# START OF DATA IN THIS EXERCISE

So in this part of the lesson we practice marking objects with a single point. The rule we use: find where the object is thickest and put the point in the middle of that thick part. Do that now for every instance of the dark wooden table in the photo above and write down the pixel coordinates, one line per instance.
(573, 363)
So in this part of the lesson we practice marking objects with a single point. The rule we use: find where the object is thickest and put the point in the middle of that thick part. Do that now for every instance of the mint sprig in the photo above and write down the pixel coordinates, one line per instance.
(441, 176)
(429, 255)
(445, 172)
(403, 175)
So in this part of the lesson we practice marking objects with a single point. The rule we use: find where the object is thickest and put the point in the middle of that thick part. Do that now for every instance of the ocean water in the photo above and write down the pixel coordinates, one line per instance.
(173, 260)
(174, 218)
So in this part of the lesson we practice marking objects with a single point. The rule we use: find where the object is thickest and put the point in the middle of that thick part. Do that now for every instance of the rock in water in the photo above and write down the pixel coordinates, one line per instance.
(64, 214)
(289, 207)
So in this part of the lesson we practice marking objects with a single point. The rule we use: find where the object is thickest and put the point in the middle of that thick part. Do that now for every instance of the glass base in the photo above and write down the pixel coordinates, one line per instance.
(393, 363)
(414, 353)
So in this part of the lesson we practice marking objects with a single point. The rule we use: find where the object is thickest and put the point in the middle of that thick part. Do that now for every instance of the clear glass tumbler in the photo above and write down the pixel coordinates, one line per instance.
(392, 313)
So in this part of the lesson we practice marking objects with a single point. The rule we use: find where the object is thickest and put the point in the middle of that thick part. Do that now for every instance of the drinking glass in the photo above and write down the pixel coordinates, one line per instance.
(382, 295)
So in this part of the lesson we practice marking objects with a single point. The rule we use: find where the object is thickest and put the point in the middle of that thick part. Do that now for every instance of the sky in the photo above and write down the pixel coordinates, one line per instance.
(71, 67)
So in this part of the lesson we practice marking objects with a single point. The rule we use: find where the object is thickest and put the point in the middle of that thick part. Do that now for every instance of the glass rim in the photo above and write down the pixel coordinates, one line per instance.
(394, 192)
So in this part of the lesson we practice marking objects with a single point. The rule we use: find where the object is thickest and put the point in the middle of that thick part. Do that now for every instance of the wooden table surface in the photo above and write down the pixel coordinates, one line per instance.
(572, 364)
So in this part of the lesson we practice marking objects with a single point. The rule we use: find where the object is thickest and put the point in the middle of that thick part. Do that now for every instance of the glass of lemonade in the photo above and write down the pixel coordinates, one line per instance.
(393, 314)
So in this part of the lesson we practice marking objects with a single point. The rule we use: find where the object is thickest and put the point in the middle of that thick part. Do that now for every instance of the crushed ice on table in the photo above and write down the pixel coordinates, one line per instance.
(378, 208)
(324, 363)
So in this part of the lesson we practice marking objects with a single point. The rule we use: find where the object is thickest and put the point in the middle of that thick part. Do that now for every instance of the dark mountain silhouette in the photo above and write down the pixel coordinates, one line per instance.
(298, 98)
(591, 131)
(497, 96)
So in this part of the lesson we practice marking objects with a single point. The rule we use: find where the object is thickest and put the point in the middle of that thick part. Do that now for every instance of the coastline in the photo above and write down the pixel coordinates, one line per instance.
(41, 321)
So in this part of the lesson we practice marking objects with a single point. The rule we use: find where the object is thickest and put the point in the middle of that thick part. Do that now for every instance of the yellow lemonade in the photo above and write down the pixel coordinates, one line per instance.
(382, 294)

# END OF DATA IN THIS EXERCISE

#### [WORK REQUIRED]
Find "of the coastline" in the data above, then repeat that line and all lines after it exactly, ending with the final line.

#### [THE COMPLETED TASK]
So in this part of the lesson we practice marking objects with a single point. The rule we use: find where the object is thickest and put the point in the middle of that thick part. Do that now for every instance of the coastline in the photo above and write down the pixel coordinates, one line per instance.
(41, 321)
So in this part of the lesson we practice marking objects with a single point. The rule we use: find where the object is thickest and put the point in the middle of that thick part. Do that now for every instance of the yellow lemonade in the photo above and write down the pixel coordinates, one line per instance.
(382, 294)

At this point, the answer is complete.